→ **Exercise task**
Write out the lines from the line containing "in bowl and report the position of each." through the final line of the listing below, exactly, omitting every other line.

→ **Excerpted records**
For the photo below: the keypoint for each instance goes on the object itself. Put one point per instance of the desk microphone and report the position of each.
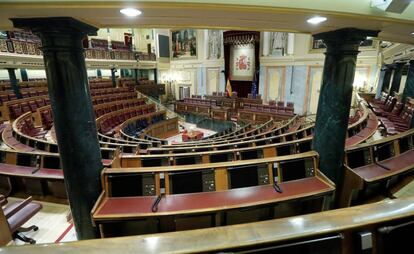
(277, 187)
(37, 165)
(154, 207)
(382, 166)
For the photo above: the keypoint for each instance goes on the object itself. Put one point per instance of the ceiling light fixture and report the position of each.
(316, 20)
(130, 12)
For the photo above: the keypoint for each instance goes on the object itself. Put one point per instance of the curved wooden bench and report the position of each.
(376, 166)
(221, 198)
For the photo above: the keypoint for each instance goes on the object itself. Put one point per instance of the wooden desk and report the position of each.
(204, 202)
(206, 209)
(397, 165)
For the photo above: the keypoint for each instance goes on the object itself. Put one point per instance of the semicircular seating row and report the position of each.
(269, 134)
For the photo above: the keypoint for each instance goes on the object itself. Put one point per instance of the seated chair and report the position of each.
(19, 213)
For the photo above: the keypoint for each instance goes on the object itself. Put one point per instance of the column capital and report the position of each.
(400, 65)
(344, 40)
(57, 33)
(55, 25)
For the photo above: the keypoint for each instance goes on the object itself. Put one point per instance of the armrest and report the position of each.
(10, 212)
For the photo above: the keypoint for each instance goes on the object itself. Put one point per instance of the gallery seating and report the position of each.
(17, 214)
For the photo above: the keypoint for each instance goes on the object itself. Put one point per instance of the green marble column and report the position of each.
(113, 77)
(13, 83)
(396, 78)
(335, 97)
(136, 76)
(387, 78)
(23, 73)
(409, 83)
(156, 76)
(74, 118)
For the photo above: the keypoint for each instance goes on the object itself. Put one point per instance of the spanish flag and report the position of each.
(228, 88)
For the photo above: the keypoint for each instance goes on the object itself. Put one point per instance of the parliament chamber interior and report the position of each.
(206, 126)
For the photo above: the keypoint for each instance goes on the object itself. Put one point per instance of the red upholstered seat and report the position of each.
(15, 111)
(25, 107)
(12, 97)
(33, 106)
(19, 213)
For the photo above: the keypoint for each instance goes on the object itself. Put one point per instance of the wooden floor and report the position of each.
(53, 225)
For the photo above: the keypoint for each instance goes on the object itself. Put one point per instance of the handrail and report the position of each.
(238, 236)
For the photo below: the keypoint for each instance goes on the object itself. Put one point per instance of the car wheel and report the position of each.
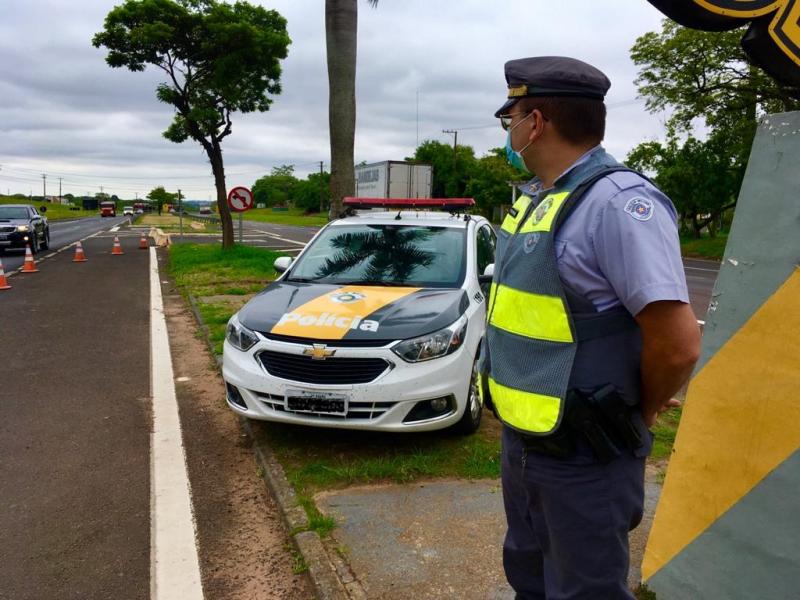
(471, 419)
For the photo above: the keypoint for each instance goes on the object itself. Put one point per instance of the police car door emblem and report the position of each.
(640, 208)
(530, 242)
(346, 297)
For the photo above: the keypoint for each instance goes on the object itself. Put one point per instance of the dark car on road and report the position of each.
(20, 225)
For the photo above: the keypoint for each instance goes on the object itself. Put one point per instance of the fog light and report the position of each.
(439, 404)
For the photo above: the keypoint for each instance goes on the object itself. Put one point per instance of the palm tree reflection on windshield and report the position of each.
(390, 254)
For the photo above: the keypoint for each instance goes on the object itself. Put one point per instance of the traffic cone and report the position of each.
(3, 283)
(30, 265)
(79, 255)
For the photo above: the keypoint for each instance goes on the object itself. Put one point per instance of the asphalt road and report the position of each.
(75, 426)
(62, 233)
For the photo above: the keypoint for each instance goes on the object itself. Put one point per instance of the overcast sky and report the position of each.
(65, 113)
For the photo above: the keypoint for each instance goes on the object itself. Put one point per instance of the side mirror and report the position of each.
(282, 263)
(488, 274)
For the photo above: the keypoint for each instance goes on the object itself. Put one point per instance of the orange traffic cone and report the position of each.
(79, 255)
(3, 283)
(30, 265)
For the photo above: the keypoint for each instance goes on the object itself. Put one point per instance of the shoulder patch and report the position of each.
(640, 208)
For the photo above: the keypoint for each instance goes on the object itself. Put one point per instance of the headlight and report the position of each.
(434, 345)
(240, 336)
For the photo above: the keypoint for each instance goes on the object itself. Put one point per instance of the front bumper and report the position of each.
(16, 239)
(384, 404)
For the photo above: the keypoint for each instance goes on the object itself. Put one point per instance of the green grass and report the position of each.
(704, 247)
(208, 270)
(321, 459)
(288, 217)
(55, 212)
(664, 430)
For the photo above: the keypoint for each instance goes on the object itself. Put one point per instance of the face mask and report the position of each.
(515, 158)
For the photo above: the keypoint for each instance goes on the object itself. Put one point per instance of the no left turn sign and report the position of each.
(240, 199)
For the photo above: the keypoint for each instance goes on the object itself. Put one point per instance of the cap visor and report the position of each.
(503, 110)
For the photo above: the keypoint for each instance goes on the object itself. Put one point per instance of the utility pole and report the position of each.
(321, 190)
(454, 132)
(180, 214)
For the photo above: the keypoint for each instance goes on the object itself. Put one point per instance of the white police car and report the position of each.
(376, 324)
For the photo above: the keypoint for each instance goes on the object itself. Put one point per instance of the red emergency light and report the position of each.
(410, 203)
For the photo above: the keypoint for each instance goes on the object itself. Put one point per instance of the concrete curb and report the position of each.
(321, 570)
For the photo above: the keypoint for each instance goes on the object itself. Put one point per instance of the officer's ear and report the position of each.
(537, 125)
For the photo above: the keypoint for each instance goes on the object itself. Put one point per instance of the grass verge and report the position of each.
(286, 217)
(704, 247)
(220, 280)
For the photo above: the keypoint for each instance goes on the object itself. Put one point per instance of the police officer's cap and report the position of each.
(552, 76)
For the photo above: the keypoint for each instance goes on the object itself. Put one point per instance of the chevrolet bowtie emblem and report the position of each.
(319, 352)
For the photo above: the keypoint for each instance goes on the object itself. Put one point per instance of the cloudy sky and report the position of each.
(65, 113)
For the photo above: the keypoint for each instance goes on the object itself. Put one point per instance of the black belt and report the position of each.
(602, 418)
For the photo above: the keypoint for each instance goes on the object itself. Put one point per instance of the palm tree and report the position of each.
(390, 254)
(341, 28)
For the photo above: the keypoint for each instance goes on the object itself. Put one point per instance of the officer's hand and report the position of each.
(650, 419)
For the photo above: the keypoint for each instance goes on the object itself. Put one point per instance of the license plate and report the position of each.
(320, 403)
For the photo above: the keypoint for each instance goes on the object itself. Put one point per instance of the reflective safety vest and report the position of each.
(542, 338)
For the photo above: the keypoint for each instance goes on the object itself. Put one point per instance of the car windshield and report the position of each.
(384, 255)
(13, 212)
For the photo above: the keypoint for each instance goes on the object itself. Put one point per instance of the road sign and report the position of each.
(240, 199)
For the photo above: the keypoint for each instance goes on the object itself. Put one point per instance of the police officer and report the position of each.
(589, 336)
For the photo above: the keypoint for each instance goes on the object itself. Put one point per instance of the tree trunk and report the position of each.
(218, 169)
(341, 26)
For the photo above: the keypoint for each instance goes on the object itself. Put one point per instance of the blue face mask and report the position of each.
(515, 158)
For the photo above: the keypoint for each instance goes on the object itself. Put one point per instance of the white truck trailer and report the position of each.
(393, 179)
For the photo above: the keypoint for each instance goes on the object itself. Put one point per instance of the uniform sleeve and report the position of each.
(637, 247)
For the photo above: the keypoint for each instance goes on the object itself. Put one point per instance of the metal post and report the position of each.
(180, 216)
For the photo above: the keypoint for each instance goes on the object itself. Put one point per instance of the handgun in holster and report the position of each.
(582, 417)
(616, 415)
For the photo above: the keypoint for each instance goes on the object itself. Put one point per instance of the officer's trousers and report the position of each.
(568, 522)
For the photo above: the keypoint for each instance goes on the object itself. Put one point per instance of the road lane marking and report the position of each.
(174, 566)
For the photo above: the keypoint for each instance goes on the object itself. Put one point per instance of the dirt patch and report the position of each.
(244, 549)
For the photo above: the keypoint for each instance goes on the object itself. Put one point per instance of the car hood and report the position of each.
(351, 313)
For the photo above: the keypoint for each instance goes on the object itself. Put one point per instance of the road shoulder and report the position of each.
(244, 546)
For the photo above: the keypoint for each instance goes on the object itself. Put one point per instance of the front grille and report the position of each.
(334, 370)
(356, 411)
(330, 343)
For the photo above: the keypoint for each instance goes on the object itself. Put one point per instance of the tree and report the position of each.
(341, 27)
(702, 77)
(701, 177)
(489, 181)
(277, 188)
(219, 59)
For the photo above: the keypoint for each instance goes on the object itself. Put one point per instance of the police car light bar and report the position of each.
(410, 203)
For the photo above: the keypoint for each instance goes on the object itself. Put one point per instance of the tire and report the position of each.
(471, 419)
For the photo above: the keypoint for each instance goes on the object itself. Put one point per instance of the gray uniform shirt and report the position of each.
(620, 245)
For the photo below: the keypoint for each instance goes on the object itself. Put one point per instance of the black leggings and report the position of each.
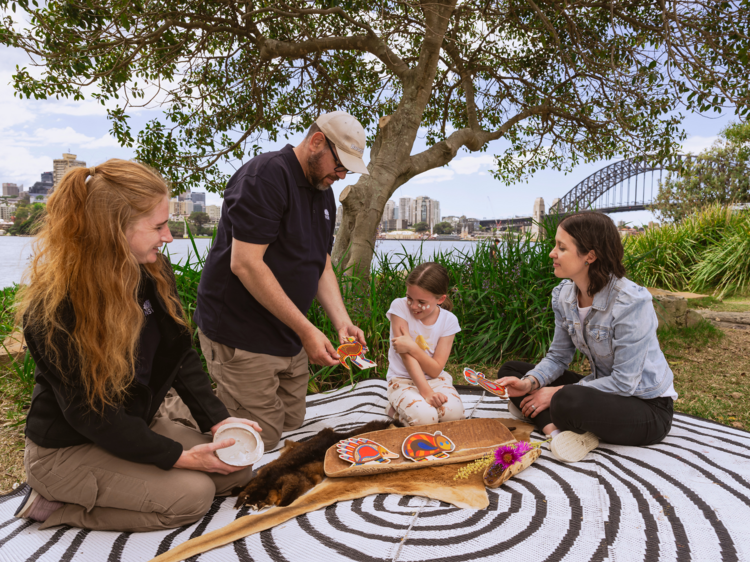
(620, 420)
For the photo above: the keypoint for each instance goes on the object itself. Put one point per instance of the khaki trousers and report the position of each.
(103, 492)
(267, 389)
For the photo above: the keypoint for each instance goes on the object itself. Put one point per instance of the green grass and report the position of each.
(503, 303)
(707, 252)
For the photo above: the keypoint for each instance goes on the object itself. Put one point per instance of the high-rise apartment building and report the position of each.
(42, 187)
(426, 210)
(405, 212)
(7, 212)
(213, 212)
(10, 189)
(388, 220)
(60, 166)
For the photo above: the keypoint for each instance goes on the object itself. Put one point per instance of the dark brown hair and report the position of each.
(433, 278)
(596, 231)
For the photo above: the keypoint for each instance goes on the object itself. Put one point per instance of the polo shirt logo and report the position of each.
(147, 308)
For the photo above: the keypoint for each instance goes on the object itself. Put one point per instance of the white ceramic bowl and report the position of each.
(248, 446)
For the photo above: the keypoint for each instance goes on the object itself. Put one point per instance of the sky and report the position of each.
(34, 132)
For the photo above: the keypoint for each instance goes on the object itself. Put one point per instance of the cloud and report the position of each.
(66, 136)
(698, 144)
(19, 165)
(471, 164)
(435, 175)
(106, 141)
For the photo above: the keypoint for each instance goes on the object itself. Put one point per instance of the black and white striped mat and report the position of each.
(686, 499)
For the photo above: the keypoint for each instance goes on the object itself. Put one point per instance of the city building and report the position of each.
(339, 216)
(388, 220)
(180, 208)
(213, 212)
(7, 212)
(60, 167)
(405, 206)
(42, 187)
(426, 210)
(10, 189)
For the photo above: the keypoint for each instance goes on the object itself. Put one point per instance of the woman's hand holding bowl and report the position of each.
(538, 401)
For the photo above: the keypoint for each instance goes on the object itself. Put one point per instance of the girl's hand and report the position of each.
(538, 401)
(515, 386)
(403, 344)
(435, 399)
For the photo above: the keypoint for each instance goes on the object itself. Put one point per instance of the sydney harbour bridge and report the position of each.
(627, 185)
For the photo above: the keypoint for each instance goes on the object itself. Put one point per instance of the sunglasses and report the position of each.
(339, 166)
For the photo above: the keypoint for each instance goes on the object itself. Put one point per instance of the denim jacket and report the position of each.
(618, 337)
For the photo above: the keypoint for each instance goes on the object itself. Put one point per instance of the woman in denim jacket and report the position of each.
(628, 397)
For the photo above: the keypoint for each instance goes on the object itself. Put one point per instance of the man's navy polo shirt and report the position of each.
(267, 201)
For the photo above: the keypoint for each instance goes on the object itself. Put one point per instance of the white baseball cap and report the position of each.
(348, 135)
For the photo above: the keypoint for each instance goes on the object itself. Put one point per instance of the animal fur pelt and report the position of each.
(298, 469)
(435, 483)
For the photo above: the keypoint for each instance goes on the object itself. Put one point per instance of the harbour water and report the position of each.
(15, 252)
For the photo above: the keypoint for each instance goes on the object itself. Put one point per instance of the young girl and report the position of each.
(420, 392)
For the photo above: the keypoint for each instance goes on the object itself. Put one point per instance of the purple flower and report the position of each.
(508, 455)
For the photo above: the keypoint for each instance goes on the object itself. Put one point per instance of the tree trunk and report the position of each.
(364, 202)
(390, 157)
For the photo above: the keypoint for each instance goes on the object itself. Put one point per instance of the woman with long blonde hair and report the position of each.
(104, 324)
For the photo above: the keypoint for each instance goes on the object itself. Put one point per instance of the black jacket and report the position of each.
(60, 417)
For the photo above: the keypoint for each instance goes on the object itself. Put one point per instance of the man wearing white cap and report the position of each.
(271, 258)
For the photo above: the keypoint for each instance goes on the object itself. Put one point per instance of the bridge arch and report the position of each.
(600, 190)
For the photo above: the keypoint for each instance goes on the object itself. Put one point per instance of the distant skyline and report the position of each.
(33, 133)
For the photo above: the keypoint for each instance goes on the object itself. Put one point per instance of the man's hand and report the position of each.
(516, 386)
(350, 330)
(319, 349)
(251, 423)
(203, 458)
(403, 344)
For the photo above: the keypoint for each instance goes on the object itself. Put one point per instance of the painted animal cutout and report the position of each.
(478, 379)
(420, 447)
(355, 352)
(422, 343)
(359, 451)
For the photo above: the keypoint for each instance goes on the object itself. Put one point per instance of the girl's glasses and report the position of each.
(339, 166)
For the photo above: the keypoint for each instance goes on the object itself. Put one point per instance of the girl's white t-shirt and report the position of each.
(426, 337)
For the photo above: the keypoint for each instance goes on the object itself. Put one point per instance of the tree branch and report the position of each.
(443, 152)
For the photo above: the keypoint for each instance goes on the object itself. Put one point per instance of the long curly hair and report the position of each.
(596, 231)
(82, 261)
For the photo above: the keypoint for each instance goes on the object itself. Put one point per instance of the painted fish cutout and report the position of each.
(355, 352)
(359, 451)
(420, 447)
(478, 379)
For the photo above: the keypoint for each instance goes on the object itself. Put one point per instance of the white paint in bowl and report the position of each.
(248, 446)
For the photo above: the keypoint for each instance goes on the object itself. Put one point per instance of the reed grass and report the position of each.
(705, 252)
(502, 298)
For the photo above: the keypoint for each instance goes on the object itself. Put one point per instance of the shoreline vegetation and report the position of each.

→ **Result**
For the photo above: the keypoint for each instance goes on the object itself. Put one point per instance of the white paint in bowl and report the position of each.
(248, 446)
For the photo above: the keypoint for each instance goes on the object itself. Put one point per instance of the reed grass and report the position of each.
(705, 252)
(502, 298)
For the photo above: the keypoint for each instance goes on the object itself. Put one point per instance of the shoreline vegetation and report the position of each.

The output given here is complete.